EXERCISE PASSAGE:
╔══

The process in brief:
- Your lawyer logs into the LHDN Stamps portal
- Uploads or enters details of the loan agreement (loan amount, parties, date of execution)
- LHDN system auto-calculates the 0.5% duty
- Payment is made online (FPX or bank transfer)
- A stamp certificate is generated — this is your proof of stamping
You do not need to visit any LHDN office. Your lawyer handles the entire process. The stamp certificate is attached to or referenced in the loan agreement, making it legally enforceable.
For the full step-by-step walkthrough with screenshots, see our e-stamping Malaysia guide.
Exemptions
First-Time Home Buyers
The most significant exemption available. Under Budget 2026, the government extended the first-time homebuyer stamp duty exemption through 31 December 2027. First-time buyers purchasing properties priced up to RM500,000 are eligible for:
- 100% exemption on MOT stamp duty
- 100% exemption on loan agreement stamp duty
Eligibility criteria:
- Malaysian citizen
- Never previously owned residential property
- SPA executed within the exemption validity period (through 31 December 2027)

╚══

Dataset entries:
╔══

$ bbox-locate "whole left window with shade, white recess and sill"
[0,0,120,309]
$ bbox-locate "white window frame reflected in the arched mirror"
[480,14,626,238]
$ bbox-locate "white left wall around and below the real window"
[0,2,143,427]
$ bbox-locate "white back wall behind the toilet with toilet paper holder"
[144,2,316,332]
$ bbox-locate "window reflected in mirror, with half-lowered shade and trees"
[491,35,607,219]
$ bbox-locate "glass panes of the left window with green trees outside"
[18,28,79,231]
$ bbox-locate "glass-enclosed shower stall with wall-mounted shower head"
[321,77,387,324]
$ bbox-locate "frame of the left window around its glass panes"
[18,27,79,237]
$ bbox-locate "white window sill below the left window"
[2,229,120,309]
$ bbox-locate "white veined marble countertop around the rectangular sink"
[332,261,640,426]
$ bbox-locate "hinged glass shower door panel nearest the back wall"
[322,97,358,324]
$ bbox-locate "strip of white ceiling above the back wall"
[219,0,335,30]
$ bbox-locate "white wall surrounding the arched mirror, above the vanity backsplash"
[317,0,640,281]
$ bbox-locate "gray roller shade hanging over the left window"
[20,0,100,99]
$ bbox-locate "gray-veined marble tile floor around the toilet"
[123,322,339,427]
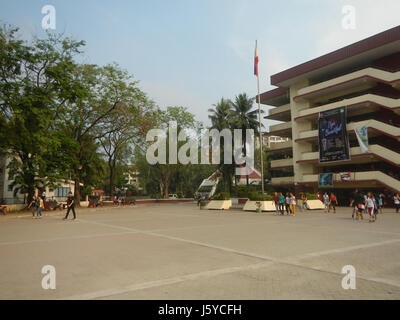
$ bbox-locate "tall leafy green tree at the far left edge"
[0,27,83,199]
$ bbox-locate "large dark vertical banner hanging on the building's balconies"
[318,107,350,162]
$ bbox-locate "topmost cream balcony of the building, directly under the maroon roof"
[294,68,400,100]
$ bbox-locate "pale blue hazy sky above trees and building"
[0,0,400,130]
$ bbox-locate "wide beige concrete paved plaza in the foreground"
[0,203,400,299]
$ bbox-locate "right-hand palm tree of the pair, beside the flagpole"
[231,93,264,186]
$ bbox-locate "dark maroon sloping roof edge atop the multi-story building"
[270,26,400,87]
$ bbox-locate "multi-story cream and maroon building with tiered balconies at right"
[260,26,400,202]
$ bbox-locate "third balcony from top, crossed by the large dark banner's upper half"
[295,119,400,142]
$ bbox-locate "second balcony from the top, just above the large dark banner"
[295,93,400,121]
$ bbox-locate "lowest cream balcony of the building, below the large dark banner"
[299,171,400,192]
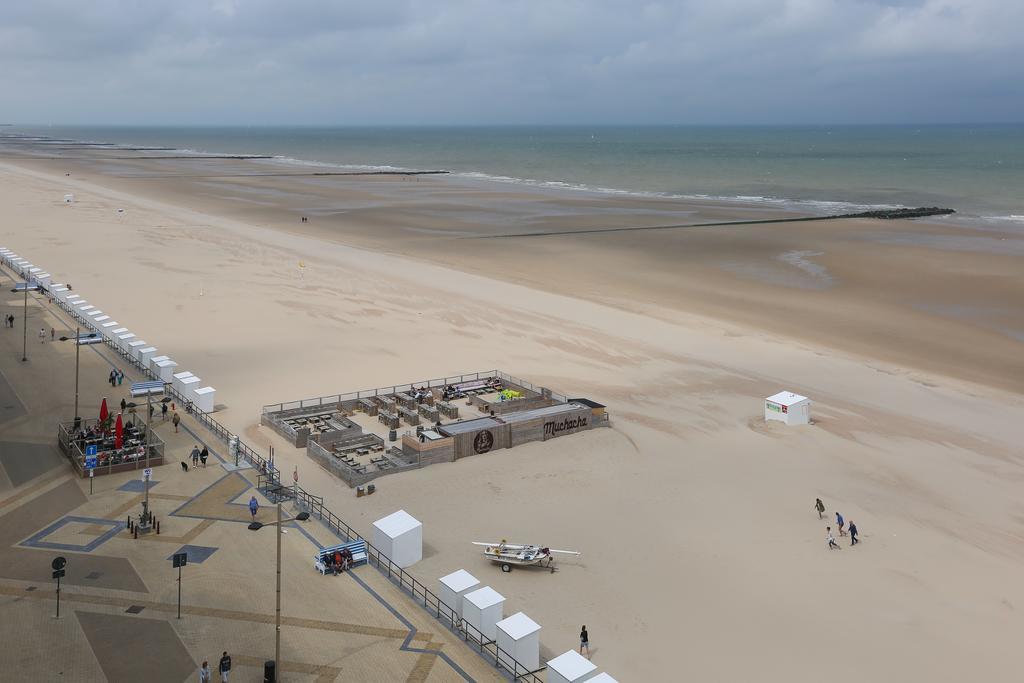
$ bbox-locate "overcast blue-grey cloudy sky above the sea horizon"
[0,0,1024,125]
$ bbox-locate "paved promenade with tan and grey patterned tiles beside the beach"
[0,264,501,683]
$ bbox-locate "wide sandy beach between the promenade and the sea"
[0,146,1024,681]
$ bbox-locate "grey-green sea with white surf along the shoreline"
[8,125,1024,225]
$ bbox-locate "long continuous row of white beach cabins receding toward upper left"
[0,247,217,413]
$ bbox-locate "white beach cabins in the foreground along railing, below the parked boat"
[374,510,615,683]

╚══

EXERCISE SET:
a) Write out the stretch of the stamp duty passage from "- A stamp certificate" through "it legally enforceable.".
b) Based on the stamp duty passage, what purpose does attaching or referencing the stamp certificate in the loan agreement serve? Answer in one to three sentences.

TASK-BY-TASK OUTPUTS:
a)
- A stamp certificate is generated — this is your proof of stamping
You do not need to visit any LHDN office. Your lawyer handles the entire process. The stamp certificate is attached to or referenced in the loan agreement, making it legally enforceable.

b) Attaching the stamp certificate to the loan agreement, or referencing it there, makes the agreement legally enforceable. The certificate is generated once the duty is paid online and serves as proof of stamping.